> **ТЕКСТ**
Теперь мы ежедневно ожидали прибытия мистера Т.; но день за днем и неделя за неделей проходили, пока мы не начали опасаться, как бы какое-нибудь неблагоприятное обстоятельство не задержало его приезд до самой весны; наконец, когда мы уже почти перестали высматривать его на дороге, ведущей из города, он приехал поздно ночью по той дороге, что ведет поперек страны из Питсбурга. Радость от встречи с ним была значительно усилена тем, что он привез с собой нашего старшего сына, на каковое счастье мы уже и не надеялись. Наши прогулки пешком и в экипажах теперь стали вдвое интереснее. Молодые люди, только что из публичной школы, находили Америку столь совершенно непохожей на все нации, с которыми их познакомило чтение, что это и впрямь был для них новый мир. Посети они Грецию или Рим, они столкнулись бы с объектами, чьи образы были давно знакомы их ума; отправься они во Францию или Италию, они увидели бы лишь то, что повседневные разговоры уже сделали привычным; но в наших публичных школах Америка (если не считать, пожалуй, ее географического положения) известна едва ли лучше Страны фей; а американский характер изучен не намного глубже, чем нравы антропофагов: все поэтому было внове и всё забавляло.

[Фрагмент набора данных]
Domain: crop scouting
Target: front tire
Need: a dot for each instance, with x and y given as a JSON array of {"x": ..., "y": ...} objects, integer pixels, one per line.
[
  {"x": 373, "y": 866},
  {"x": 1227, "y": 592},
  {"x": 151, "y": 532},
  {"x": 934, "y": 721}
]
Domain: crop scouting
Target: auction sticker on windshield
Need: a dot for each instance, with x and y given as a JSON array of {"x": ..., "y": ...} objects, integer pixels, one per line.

...

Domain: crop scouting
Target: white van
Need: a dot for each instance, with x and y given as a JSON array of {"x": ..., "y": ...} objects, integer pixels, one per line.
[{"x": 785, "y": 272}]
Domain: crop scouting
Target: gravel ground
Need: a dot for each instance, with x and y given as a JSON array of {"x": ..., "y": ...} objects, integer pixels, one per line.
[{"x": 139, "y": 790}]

...

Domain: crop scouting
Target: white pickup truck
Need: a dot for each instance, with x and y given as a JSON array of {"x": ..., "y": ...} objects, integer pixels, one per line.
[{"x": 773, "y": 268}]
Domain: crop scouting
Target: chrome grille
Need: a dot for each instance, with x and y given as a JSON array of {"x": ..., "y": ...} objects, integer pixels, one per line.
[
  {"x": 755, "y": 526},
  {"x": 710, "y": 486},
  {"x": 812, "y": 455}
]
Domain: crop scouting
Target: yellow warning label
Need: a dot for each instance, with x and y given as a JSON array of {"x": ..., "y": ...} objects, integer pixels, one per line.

> **ЗАДАНИЕ**
Перескажите текст в двух предложениях. Эти данные взяты из другого источника, а не из текста.

> **ОТВЕТ**
Мистер Т., которого долго ждали и уже почти перестали высматривать, приехал поздно ночью по дороге из Питсбурга и привез с собой старшего сына, на что уже не надеялись. Для молодых людей, только что из публичной школы, Америка оказалась совсем новым миром, потому что в их школах о ней знают едва ли больше, чем о Стране фей, и поэтому все было им внове и забавляло.